Required work - Take the entries that follow and return exactly the lines from the one holding "Mark one point per instance of the stone" through the one holding "Mark one point per instance of the cloudy", both included. Nothing else is needed.

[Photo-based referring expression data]
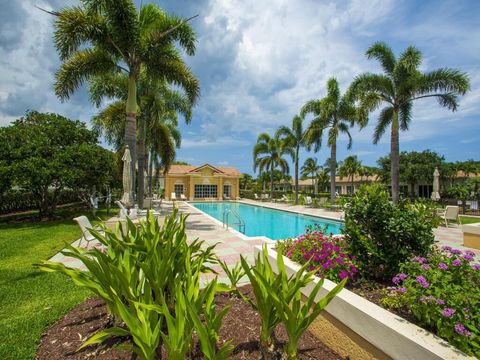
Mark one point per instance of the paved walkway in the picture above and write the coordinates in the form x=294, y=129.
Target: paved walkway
x=230, y=244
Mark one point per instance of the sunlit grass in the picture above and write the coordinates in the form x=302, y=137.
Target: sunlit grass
x=31, y=300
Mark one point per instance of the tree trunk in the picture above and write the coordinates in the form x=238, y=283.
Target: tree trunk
x=150, y=174
x=141, y=162
x=395, y=158
x=296, y=176
x=271, y=182
x=131, y=125
x=333, y=170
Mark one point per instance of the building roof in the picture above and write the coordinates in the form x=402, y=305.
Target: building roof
x=191, y=170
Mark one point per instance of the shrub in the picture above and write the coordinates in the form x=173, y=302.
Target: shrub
x=382, y=235
x=326, y=254
x=442, y=290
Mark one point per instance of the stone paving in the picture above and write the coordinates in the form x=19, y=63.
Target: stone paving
x=230, y=244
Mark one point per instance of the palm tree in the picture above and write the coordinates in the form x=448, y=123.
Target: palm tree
x=268, y=154
x=159, y=105
x=311, y=167
x=294, y=138
x=103, y=37
x=398, y=87
x=350, y=167
x=336, y=113
x=322, y=179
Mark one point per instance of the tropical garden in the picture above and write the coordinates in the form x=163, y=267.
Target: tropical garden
x=152, y=293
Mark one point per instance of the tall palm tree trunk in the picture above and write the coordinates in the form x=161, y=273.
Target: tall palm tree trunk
x=296, y=176
x=271, y=182
x=333, y=170
x=141, y=163
x=395, y=158
x=131, y=125
x=150, y=174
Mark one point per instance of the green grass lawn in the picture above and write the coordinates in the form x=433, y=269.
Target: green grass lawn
x=31, y=300
x=464, y=219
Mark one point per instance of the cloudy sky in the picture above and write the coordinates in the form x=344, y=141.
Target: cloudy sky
x=259, y=61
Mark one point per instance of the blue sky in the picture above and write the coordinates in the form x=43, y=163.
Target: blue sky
x=259, y=61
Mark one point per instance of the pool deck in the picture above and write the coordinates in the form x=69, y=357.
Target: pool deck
x=231, y=244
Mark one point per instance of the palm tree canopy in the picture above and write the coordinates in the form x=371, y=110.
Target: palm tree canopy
x=310, y=166
x=293, y=137
x=268, y=152
x=333, y=111
x=400, y=84
x=105, y=36
x=350, y=166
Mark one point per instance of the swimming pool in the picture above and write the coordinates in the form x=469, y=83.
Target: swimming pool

Answer below -
Mark one point per instance of the stone paving in the picture above and write the coordinates in the form x=19, y=63.
Target: stone paving
x=230, y=244
Mark one point per instance of the palm tree in the picture above and write the coordinates in the form x=448, y=123.
Target: palm tree
x=268, y=154
x=159, y=105
x=311, y=167
x=294, y=138
x=103, y=37
x=398, y=87
x=350, y=167
x=336, y=113
x=322, y=179
Mark one point per instance of the tropical garden in the picture above and write the coordinates in the form x=163, y=267.
Target: tropical garden
x=152, y=293
Mark one point per instance of the tall palm tree trunk in the picture above and write the coordinates in the form x=161, y=273.
Target: tall palm tree trunk
x=296, y=176
x=271, y=182
x=333, y=170
x=141, y=163
x=395, y=158
x=131, y=125
x=150, y=174
Mark one point per instance of the green grass lawn in the picture above and write the coordinates in the form x=433, y=269.
Target: green grass lawn
x=31, y=300
x=464, y=219
Mark one point per instance of the cloudy sky in the picture above and write the coordinates in the form x=344, y=141.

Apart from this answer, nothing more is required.